[Task goal] Read the data below. Every line holding the string "array" must be copied.

↓

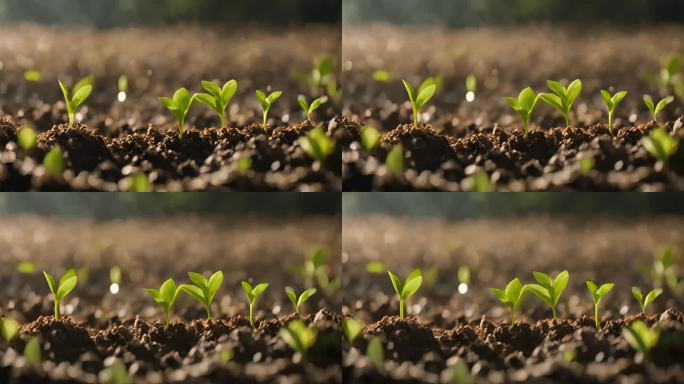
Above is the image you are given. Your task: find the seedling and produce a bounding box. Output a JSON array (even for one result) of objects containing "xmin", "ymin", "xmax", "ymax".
[
  {"xmin": 600, "ymin": 90, "xmax": 627, "ymax": 134},
  {"xmin": 297, "ymin": 95, "xmax": 328, "ymax": 121},
  {"xmin": 58, "ymin": 76, "xmax": 93, "ymax": 126},
  {"xmin": 242, "ymin": 281, "xmax": 269, "ymax": 328},
  {"xmin": 280, "ymin": 320, "xmax": 317, "ymax": 357},
  {"xmin": 402, "ymin": 78, "xmax": 437, "ymax": 127},
  {"xmin": 642, "ymin": 128, "xmax": 678, "ymax": 167},
  {"xmin": 146, "ymin": 279, "xmax": 182, "ymax": 329},
  {"xmin": 366, "ymin": 336, "xmax": 384, "ymax": 371},
  {"xmin": 386, "ymin": 144, "xmax": 404, "ymax": 177},
  {"xmin": 387, "ymin": 269, "xmax": 423, "ymax": 319},
  {"xmin": 632, "ymin": 287, "xmax": 662, "ymax": 314},
  {"xmin": 360, "ymin": 125, "xmax": 380, "ymax": 151},
  {"xmin": 504, "ymin": 87, "xmax": 540, "ymax": 138},
  {"xmin": 285, "ymin": 287, "xmax": 317, "ymax": 315},
  {"xmin": 623, "ymin": 320, "xmax": 660, "ymax": 357},
  {"xmin": 43, "ymin": 269, "xmax": 77, "ymax": 320},
  {"xmin": 342, "ymin": 317, "xmax": 363, "ymax": 344},
  {"xmin": 490, "ymin": 278, "xmax": 527, "ymax": 324},
  {"xmin": 180, "ymin": 271, "xmax": 223, "ymax": 319},
  {"xmin": 23, "ymin": 337, "xmax": 41, "ymax": 368},
  {"xmin": 539, "ymin": 79, "xmax": 582, "ymax": 127},
  {"xmin": 195, "ymin": 80, "xmax": 238, "ymax": 128},
  {"xmin": 298, "ymin": 126, "xmax": 334, "ymax": 163},
  {"xmin": 643, "ymin": 95, "xmax": 674, "ymax": 124},
  {"xmin": 651, "ymin": 249, "xmax": 680, "ymax": 291},
  {"xmin": 43, "ymin": 146, "xmax": 64, "ymax": 178},
  {"xmin": 586, "ymin": 280, "xmax": 614, "ymax": 329},
  {"xmin": 17, "ymin": 126, "xmax": 37, "ymax": 151},
  {"xmin": 255, "ymin": 90, "xmax": 282, "ymax": 128},
  {"xmin": 527, "ymin": 270, "xmax": 569, "ymax": 319},
  {"xmin": 0, "ymin": 317, "xmax": 20, "ymax": 343},
  {"xmin": 159, "ymin": 88, "xmax": 195, "ymax": 139}
]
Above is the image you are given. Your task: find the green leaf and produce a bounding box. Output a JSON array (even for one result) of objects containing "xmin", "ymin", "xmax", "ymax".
[
  {"xmin": 402, "ymin": 80, "xmax": 415, "ymax": 103},
  {"xmin": 285, "ymin": 287, "xmax": 297, "ymax": 307},
  {"xmin": 201, "ymin": 80, "xmax": 222, "ymax": 97},
  {"xmin": 242, "ymin": 281, "xmax": 253, "ymax": 297},
  {"xmin": 43, "ymin": 146, "xmax": 64, "ymax": 178},
  {"xmin": 366, "ymin": 337, "xmax": 384, "ymax": 370},
  {"xmin": 298, "ymin": 288, "xmax": 317, "ymax": 307},
  {"xmin": 128, "ymin": 173, "xmax": 151, "ymax": 192},
  {"xmin": 255, "ymin": 90, "xmax": 267, "ymax": 106},
  {"xmin": 387, "ymin": 271, "xmax": 401, "ymax": 295},
  {"xmin": 159, "ymin": 97, "xmax": 175, "ymax": 110},
  {"xmin": 527, "ymin": 284, "xmax": 552, "ymax": 302},
  {"xmin": 532, "ymin": 271, "xmax": 553, "ymax": 289},
  {"xmin": 181, "ymin": 284, "xmax": 206, "ymax": 303},
  {"xmin": 518, "ymin": 87, "xmax": 538, "ymax": 110},
  {"xmin": 73, "ymin": 76, "xmax": 94, "ymax": 96},
  {"xmin": 505, "ymin": 278, "xmax": 523, "ymax": 302},
  {"xmin": 252, "ymin": 283, "xmax": 269, "ymax": 297},
  {"xmin": 342, "ymin": 317, "xmax": 363, "ymax": 343},
  {"xmin": 188, "ymin": 272, "xmax": 208, "ymax": 289},
  {"xmin": 553, "ymin": 270, "xmax": 569, "ymax": 304},
  {"xmin": 644, "ymin": 288, "xmax": 663, "ymax": 308},
  {"xmin": 0, "ymin": 317, "xmax": 20, "ymax": 342},
  {"xmin": 58, "ymin": 80, "xmax": 70, "ymax": 103},
  {"xmin": 372, "ymin": 70, "xmax": 390, "ymax": 83},
  {"xmin": 386, "ymin": 145, "xmax": 404, "ymax": 177},
  {"xmin": 160, "ymin": 279, "xmax": 177, "ymax": 303},
  {"xmin": 56, "ymin": 276, "xmax": 77, "ymax": 300},
  {"xmin": 71, "ymin": 85, "xmax": 92, "ymax": 109},
  {"xmin": 207, "ymin": 271, "xmax": 223, "ymax": 301},
  {"xmin": 540, "ymin": 93, "xmax": 564, "ymax": 112},
  {"xmin": 490, "ymin": 288, "xmax": 507, "ymax": 303},
  {"xmin": 309, "ymin": 96, "xmax": 327, "ymax": 113},
  {"xmin": 195, "ymin": 93, "xmax": 218, "ymax": 111},
  {"xmin": 655, "ymin": 96, "xmax": 674, "ymax": 114},
  {"xmin": 643, "ymin": 95, "xmax": 655, "ymax": 114},
  {"xmin": 465, "ymin": 74, "xmax": 477, "ymax": 93},
  {"xmin": 297, "ymin": 95, "xmax": 309, "ymax": 112},
  {"xmin": 17, "ymin": 126, "xmax": 37, "ymax": 151},
  {"xmin": 596, "ymin": 283, "xmax": 614, "ymax": 297},
  {"xmin": 43, "ymin": 271, "xmax": 56, "ymax": 294},
  {"xmin": 586, "ymin": 280, "xmax": 598, "ymax": 296},
  {"xmin": 23, "ymin": 337, "xmax": 42, "ymax": 367},
  {"xmin": 613, "ymin": 91, "xmax": 627, "ymax": 104},
  {"xmin": 415, "ymin": 84, "xmax": 436, "ymax": 109},
  {"xmin": 221, "ymin": 80, "xmax": 238, "ymax": 102},
  {"xmin": 504, "ymin": 97, "xmax": 519, "ymax": 109},
  {"xmin": 17, "ymin": 261, "xmax": 35, "ymax": 274},
  {"xmin": 366, "ymin": 261, "xmax": 385, "ymax": 274},
  {"xmin": 401, "ymin": 275, "xmax": 422, "ymax": 299},
  {"xmin": 600, "ymin": 90, "xmax": 612, "ymax": 106},
  {"xmin": 266, "ymin": 91, "xmax": 282, "ymax": 104},
  {"xmin": 546, "ymin": 80, "xmax": 565, "ymax": 97},
  {"xmin": 24, "ymin": 70, "xmax": 42, "ymax": 83},
  {"xmin": 566, "ymin": 79, "xmax": 582, "ymax": 104},
  {"xmin": 632, "ymin": 287, "xmax": 644, "ymax": 304},
  {"xmin": 360, "ymin": 125, "xmax": 380, "ymax": 151}
]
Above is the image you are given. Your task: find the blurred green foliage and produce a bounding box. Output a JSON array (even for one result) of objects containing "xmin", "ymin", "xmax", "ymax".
[
  {"xmin": 343, "ymin": 0, "xmax": 684, "ymax": 26},
  {"xmin": 0, "ymin": 0, "xmax": 340, "ymax": 27}
]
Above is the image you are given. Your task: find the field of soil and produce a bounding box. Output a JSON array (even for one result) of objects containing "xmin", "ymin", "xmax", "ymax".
[
  {"xmin": 0, "ymin": 24, "xmax": 341, "ymax": 191},
  {"xmin": 341, "ymin": 215, "xmax": 684, "ymax": 383},
  {"xmin": 342, "ymin": 24, "xmax": 684, "ymax": 191},
  {"xmin": 0, "ymin": 215, "xmax": 342, "ymax": 383}
]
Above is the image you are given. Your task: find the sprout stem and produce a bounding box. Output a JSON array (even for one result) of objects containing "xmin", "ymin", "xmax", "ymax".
[
  {"xmin": 563, "ymin": 114, "xmax": 570, "ymax": 128},
  {"xmin": 206, "ymin": 306, "xmax": 212, "ymax": 319},
  {"xmin": 412, "ymin": 107, "xmax": 418, "ymax": 128},
  {"xmin": 551, "ymin": 306, "xmax": 557, "ymax": 320},
  {"xmin": 164, "ymin": 311, "xmax": 169, "ymax": 330},
  {"xmin": 594, "ymin": 304, "xmax": 600, "ymax": 329},
  {"xmin": 607, "ymin": 112, "xmax": 613, "ymax": 134},
  {"xmin": 399, "ymin": 299, "xmax": 405, "ymax": 319},
  {"xmin": 249, "ymin": 303, "xmax": 254, "ymax": 328},
  {"xmin": 54, "ymin": 301, "xmax": 59, "ymax": 320}
]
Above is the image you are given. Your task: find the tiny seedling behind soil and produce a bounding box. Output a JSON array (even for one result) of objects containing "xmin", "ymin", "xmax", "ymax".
[
  {"xmin": 58, "ymin": 76, "xmax": 93, "ymax": 126},
  {"xmin": 255, "ymin": 90, "xmax": 282, "ymax": 128},
  {"xmin": 279, "ymin": 320, "xmax": 317, "ymax": 357},
  {"xmin": 159, "ymin": 88, "xmax": 196, "ymax": 139},
  {"xmin": 43, "ymin": 269, "xmax": 77, "ymax": 320},
  {"xmin": 539, "ymin": 79, "xmax": 582, "ymax": 127},
  {"xmin": 146, "ymin": 279, "xmax": 182, "ymax": 329},
  {"xmin": 388, "ymin": 268, "xmax": 423, "ymax": 319},
  {"xmin": 490, "ymin": 278, "xmax": 527, "ymax": 324},
  {"xmin": 43, "ymin": 146, "xmax": 64, "ymax": 178},
  {"xmin": 0, "ymin": 317, "xmax": 20, "ymax": 343},
  {"xmin": 342, "ymin": 317, "xmax": 364, "ymax": 344},
  {"xmin": 297, "ymin": 95, "xmax": 328, "ymax": 121},
  {"xmin": 631, "ymin": 287, "xmax": 662, "ymax": 313},
  {"xmin": 242, "ymin": 281, "xmax": 269, "ymax": 328},
  {"xmin": 298, "ymin": 126, "xmax": 334, "ymax": 164},
  {"xmin": 643, "ymin": 95, "xmax": 674, "ymax": 124},
  {"xmin": 195, "ymin": 80, "xmax": 238, "ymax": 128},
  {"xmin": 600, "ymin": 90, "xmax": 627, "ymax": 134},
  {"xmin": 385, "ymin": 144, "xmax": 404, "ymax": 178},
  {"xmin": 17, "ymin": 126, "xmax": 37, "ymax": 151},
  {"xmin": 641, "ymin": 128, "xmax": 679, "ymax": 167},
  {"xmin": 402, "ymin": 78, "xmax": 437, "ymax": 128},
  {"xmin": 586, "ymin": 280, "xmax": 614, "ymax": 329},
  {"xmin": 623, "ymin": 320, "xmax": 660, "ymax": 358},
  {"xmin": 285, "ymin": 287, "xmax": 317, "ymax": 315},
  {"xmin": 181, "ymin": 271, "xmax": 223, "ymax": 319},
  {"xmin": 505, "ymin": 87, "xmax": 540, "ymax": 139},
  {"xmin": 527, "ymin": 270, "xmax": 569, "ymax": 319},
  {"xmin": 360, "ymin": 125, "xmax": 380, "ymax": 152}
]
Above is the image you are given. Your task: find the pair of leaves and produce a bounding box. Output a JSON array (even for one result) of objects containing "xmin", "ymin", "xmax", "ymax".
[
  {"xmin": 586, "ymin": 280, "xmax": 614, "ymax": 304},
  {"xmin": 159, "ymin": 88, "xmax": 195, "ymax": 137},
  {"xmin": 44, "ymin": 269, "xmax": 78, "ymax": 302},
  {"xmin": 642, "ymin": 128, "xmax": 678, "ymax": 164},
  {"xmin": 539, "ymin": 79, "xmax": 582, "ymax": 125},
  {"xmin": 504, "ymin": 87, "xmax": 540, "ymax": 133},
  {"xmin": 298, "ymin": 126, "xmax": 334, "ymax": 163},
  {"xmin": 342, "ymin": 317, "xmax": 364, "ymax": 344},
  {"xmin": 527, "ymin": 271, "xmax": 569, "ymax": 311},
  {"xmin": 146, "ymin": 279, "xmax": 182, "ymax": 314},
  {"xmin": 403, "ymin": 78, "xmax": 437, "ymax": 126},
  {"xmin": 279, "ymin": 320, "xmax": 317, "ymax": 355},
  {"xmin": 388, "ymin": 269, "xmax": 422, "ymax": 300},
  {"xmin": 297, "ymin": 95, "xmax": 328, "ymax": 120},
  {"xmin": 490, "ymin": 278, "xmax": 527, "ymax": 311},
  {"xmin": 180, "ymin": 271, "xmax": 223, "ymax": 315},
  {"xmin": 623, "ymin": 321, "xmax": 660, "ymax": 355},
  {"xmin": 242, "ymin": 281, "xmax": 269, "ymax": 305},
  {"xmin": 632, "ymin": 287, "xmax": 663, "ymax": 313},
  {"xmin": 256, "ymin": 90, "xmax": 283, "ymax": 125},
  {"xmin": 643, "ymin": 95, "xmax": 674, "ymax": 122},
  {"xmin": 600, "ymin": 90, "xmax": 628, "ymax": 112},
  {"xmin": 58, "ymin": 76, "xmax": 94, "ymax": 125},
  {"xmin": 195, "ymin": 80, "xmax": 238, "ymax": 127},
  {"xmin": 285, "ymin": 287, "xmax": 317, "ymax": 314}
]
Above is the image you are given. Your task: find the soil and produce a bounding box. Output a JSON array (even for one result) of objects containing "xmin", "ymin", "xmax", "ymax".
[
  {"xmin": 341, "ymin": 24, "xmax": 684, "ymax": 191},
  {"xmin": 0, "ymin": 24, "xmax": 341, "ymax": 191}
]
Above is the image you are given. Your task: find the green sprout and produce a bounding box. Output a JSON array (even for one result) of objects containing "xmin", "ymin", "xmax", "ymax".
[
  {"xmin": 372, "ymin": 70, "xmax": 391, "ymax": 83},
  {"xmin": 586, "ymin": 280, "xmax": 614, "ymax": 329},
  {"xmin": 128, "ymin": 173, "xmax": 151, "ymax": 192},
  {"xmin": 342, "ymin": 317, "xmax": 363, "ymax": 344},
  {"xmin": 43, "ymin": 269, "xmax": 77, "ymax": 320},
  {"xmin": 24, "ymin": 70, "xmax": 42, "ymax": 83},
  {"xmin": 490, "ymin": 278, "xmax": 527, "ymax": 324},
  {"xmin": 255, "ymin": 90, "xmax": 282, "ymax": 128},
  {"xmin": 539, "ymin": 79, "xmax": 582, "ymax": 127},
  {"xmin": 387, "ymin": 269, "xmax": 423, "ymax": 319},
  {"xmin": 58, "ymin": 76, "xmax": 93, "ymax": 126},
  {"xmin": 0, "ymin": 317, "xmax": 20, "ymax": 343},
  {"xmin": 366, "ymin": 261, "xmax": 386, "ymax": 274},
  {"xmin": 180, "ymin": 271, "xmax": 223, "ymax": 319},
  {"xmin": 623, "ymin": 321, "xmax": 660, "ymax": 357},
  {"xmin": 17, "ymin": 126, "xmax": 37, "ymax": 151},
  {"xmin": 280, "ymin": 320, "xmax": 317, "ymax": 357},
  {"xmin": 504, "ymin": 87, "xmax": 540, "ymax": 139},
  {"xmin": 298, "ymin": 126, "xmax": 334, "ymax": 163},
  {"xmin": 16, "ymin": 261, "xmax": 36, "ymax": 274},
  {"xmin": 643, "ymin": 95, "xmax": 674, "ymax": 124},
  {"xmin": 386, "ymin": 144, "xmax": 404, "ymax": 178},
  {"xmin": 159, "ymin": 88, "xmax": 196, "ymax": 139},
  {"xmin": 195, "ymin": 80, "xmax": 238, "ymax": 128},
  {"xmin": 242, "ymin": 281, "xmax": 269, "ymax": 328},
  {"xmin": 360, "ymin": 125, "xmax": 380, "ymax": 151},
  {"xmin": 641, "ymin": 128, "xmax": 679, "ymax": 167},
  {"xmin": 651, "ymin": 249, "xmax": 680, "ymax": 291},
  {"xmin": 146, "ymin": 279, "xmax": 182, "ymax": 329},
  {"xmin": 527, "ymin": 270, "xmax": 569, "ymax": 319},
  {"xmin": 402, "ymin": 78, "xmax": 437, "ymax": 128},
  {"xmin": 366, "ymin": 336, "xmax": 384, "ymax": 371},
  {"xmin": 600, "ymin": 90, "xmax": 627, "ymax": 134},
  {"xmin": 285, "ymin": 287, "xmax": 317, "ymax": 315},
  {"xmin": 297, "ymin": 95, "xmax": 328, "ymax": 121},
  {"xmin": 632, "ymin": 287, "xmax": 662, "ymax": 314},
  {"xmin": 43, "ymin": 146, "xmax": 64, "ymax": 178},
  {"xmin": 23, "ymin": 337, "xmax": 41, "ymax": 368}
]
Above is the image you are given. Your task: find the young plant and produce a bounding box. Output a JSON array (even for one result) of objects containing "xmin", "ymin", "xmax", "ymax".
[
  {"xmin": 242, "ymin": 281, "xmax": 269, "ymax": 328},
  {"xmin": 195, "ymin": 80, "xmax": 238, "ymax": 128},
  {"xmin": 527, "ymin": 270, "xmax": 569, "ymax": 319},
  {"xmin": 643, "ymin": 95, "xmax": 674, "ymax": 124},
  {"xmin": 0, "ymin": 317, "xmax": 20, "ymax": 343},
  {"xmin": 43, "ymin": 269, "xmax": 77, "ymax": 320},
  {"xmin": 623, "ymin": 320, "xmax": 660, "ymax": 357},
  {"xmin": 632, "ymin": 287, "xmax": 663, "ymax": 314},
  {"xmin": 490, "ymin": 278, "xmax": 527, "ymax": 324},
  {"xmin": 387, "ymin": 269, "xmax": 422, "ymax": 319},
  {"xmin": 180, "ymin": 271, "xmax": 223, "ymax": 319},
  {"xmin": 642, "ymin": 128, "xmax": 679, "ymax": 167},
  {"xmin": 58, "ymin": 76, "xmax": 93, "ymax": 126},
  {"xmin": 342, "ymin": 317, "xmax": 363, "ymax": 344},
  {"xmin": 279, "ymin": 320, "xmax": 317, "ymax": 357},
  {"xmin": 146, "ymin": 279, "xmax": 182, "ymax": 329},
  {"xmin": 600, "ymin": 90, "xmax": 627, "ymax": 134},
  {"xmin": 285, "ymin": 287, "xmax": 317, "ymax": 315},
  {"xmin": 504, "ymin": 87, "xmax": 540, "ymax": 138},
  {"xmin": 298, "ymin": 126, "xmax": 334, "ymax": 163},
  {"xmin": 586, "ymin": 280, "xmax": 614, "ymax": 329},
  {"xmin": 539, "ymin": 79, "xmax": 582, "ymax": 127},
  {"xmin": 159, "ymin": 88, "xmax": 195, "ymax": 139},
  {"xmin": 255, "ymin": 90, "xmax": 282, "ymax": 128},
  {"xmin": 402, "ymin": 78, "xmax": 437, "ymax": 128},
  {"xmin": 297, "ymin": 95, "xmax": 328, "ymax": 121}
]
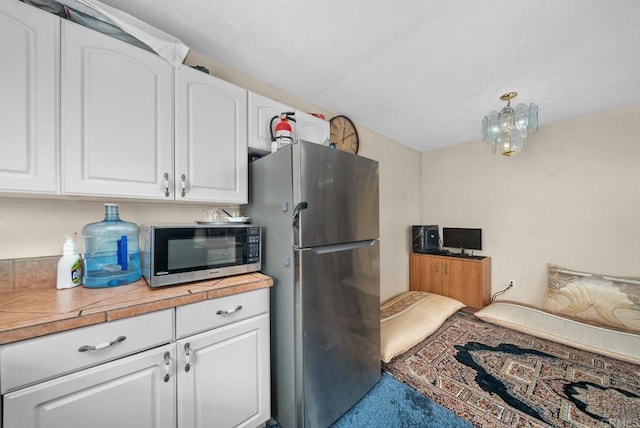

↑

[Answer space]
Above is the image you are given. Your task: find the seedling and produce a bounding box. Output a JSON array (even for one result) of objects containing "xmin", "ymin", "xmax", "ymax".
Above is the image you are given. Your task: find the green leaf and produce a bounding box. Output a JSON array (even for one result) of objects containing "xmin", "ymin", "xmax", "ymax".
Above is the image you are given. Your task: find the blurred green foliage and produce a bounding box. Output a JSON array (even for one result) of objects containing "xmin", "ymin", "xmax", "ymax".
Above is the image you are given. Your task: find the field of soil and produce a bounding box. Output a JSON array (even for one result) of objects containing "xmin", "ymin", "xmax", "ymax".
Above is the image you are given. Your task: find the sprout stem and produce a bounding box. Output a JSON array (even for one result) of objects containing "xmin", "ymin", "xmax", "ymax".
Above is the image you are given. Your task: find the tiny seedling behind soil and produce a bounding box. Output a JSON array (even for one result) of objects containing "xmin", "ymin", "xmax", "ymax".
Above is the image you are given. Your task: find the pair of leaves and produce a bounding box. Output a JSON array (even for one result) of objects containing "xmin", "ymin", "xmax", "ymax".
Above is the image you are given. Your task: find the soil and produce a bounding box. Output a JSON array (even for one result) of objects containing "xmin", "ymin", "xmax", "ymax".
Above is the image you are given. Your task: find the green sprout and produce a bounding box. Output a JSON array (even for one result) of objects containing "xmin", "ymin", "xmax", "ymax".
Above is the image you are given. Your task: find the young plant and produce a bounding box. Output a JSON array (even for one result) of objects containing "xmin", "ymin", "xmax", "ymax".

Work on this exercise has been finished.